The Grunt Hunt – Rods in the Water
On the water for a half day does not provide a captain all that much opportunity to put the kids on fish, and I could not help but be curious about the results. I was sure the kids would catch a few "Key West grunts", but the trio of legends was one of those real classics. I think every rod bent, and enough beautiful keeper grouper rounded out a day of great burgers, great fun, and kids who, while somewhat reluctant to actually kiss a grouper on its slimy lips, had an incredible experience.
Having Roland, Bill, and the inimitable Jimmy Houston in all his shaggy haired beauty along for the ride did not mean much to the youngsters from the Florida Sheriff's Youth Ranch. All they knew was that these three guys must mean something, considering the attention we were showing them and all the cameras that were constantly rolling. When the fish started biting (first drop, first fish!), Captain Chad Haggert of the Double Eagle and his crew delivered big time. He is a solid and very respectable man, an outstanding captain, and as much a recreational angler as I have ever been when he ain't running the hundred footer. Chad makes our community a better place. Thanks Captain Chad and your great crew. To the mates, Travis and Milos, job well done.

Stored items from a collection
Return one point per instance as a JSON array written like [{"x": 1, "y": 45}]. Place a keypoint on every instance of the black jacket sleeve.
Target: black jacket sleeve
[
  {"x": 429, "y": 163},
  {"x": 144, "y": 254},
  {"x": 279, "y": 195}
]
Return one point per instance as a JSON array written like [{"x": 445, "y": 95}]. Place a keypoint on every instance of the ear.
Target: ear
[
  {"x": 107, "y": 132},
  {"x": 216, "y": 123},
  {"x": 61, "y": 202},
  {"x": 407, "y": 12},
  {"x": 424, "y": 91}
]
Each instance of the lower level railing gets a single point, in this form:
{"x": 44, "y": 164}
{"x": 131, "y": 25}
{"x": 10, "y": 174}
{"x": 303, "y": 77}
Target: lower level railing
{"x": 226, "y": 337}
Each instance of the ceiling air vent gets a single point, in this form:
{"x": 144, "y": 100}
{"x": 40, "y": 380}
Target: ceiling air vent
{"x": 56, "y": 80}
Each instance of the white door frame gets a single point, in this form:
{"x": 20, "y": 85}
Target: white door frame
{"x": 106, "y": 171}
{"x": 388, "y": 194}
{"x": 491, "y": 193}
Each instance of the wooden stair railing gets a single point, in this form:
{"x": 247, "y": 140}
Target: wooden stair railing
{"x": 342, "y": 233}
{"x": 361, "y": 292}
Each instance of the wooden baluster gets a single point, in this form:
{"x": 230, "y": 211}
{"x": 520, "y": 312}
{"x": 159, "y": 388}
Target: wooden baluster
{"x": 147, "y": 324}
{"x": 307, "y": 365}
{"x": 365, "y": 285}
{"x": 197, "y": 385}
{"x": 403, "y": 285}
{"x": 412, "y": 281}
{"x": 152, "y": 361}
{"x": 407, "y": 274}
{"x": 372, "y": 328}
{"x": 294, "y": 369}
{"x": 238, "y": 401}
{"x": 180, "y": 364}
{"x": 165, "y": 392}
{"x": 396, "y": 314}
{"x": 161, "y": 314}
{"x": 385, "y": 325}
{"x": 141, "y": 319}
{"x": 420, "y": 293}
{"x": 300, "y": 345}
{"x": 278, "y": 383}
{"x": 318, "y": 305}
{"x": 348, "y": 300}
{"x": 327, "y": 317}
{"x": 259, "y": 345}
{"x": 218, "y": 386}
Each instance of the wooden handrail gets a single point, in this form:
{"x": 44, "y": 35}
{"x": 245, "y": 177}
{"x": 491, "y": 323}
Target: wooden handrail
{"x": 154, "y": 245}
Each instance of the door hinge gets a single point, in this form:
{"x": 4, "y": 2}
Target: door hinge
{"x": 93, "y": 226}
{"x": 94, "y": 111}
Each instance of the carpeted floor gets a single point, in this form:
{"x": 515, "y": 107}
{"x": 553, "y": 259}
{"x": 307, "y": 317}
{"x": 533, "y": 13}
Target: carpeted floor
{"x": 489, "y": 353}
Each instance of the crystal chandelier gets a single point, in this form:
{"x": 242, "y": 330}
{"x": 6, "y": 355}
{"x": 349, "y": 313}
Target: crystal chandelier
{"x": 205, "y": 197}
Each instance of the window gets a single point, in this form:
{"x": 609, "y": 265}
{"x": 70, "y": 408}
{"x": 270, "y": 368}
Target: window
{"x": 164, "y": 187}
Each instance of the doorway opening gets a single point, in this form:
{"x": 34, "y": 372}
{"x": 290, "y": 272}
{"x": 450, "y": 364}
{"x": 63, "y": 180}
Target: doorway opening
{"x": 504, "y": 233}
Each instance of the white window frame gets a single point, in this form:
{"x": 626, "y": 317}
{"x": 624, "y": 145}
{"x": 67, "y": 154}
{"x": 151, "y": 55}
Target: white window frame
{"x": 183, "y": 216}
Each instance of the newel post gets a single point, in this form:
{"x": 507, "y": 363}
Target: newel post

Task objective:
Could you carry on the Grunt Hunt fishing trip account, starting after its last sentence?

Response to this task:
Lucky Weather Makes a Great Memory on the Water
It was supposed to be cold on Monday, but as if on cue, the sun came out and made it a perfect day for the youths from the Sheriff's Ranch to go out on a boat. We all had a great time, and the day ended with lunch at the Island Way Grill around 1 p.m., where myself and our editor, Paul, shared a table with some other great guys, one of which you may have heard of -- Captain Bobby Aylesworth. If you have ever used chum or sardines or bait in the Gulf of Mexico, you have been a client of Captain Bobby Aylesworth.
He is a wholesaler who provides baits to them all. Bobby is one of those guys who if you fished with him could be a bartender, a captain, or hell, the president of a fortune five hundred who happens to be fishing and not in the board room. The number of kids that his family has helped go to college is bigger than I care to mention. Suffice it to say this old Saint Petersburg family is one that has had an incredible impact on our community, and not just with frozen cigar minnows or menhaden oil, the author's personal favorite choices of their product line.
A Reel Future is something that is gaining major traction. Misty is a swirling entity of community activism, and the kind that saves lives instead of moving hot air or tracking votes. Her kind of activism, combined with the unique experience of Captain Tommy, will put more of these kids on those boats and give them a glimpse of the safe and healthy life we know so well and love so much.
And this old guy will be there, along with those other professional grunt hunters, bless their souls.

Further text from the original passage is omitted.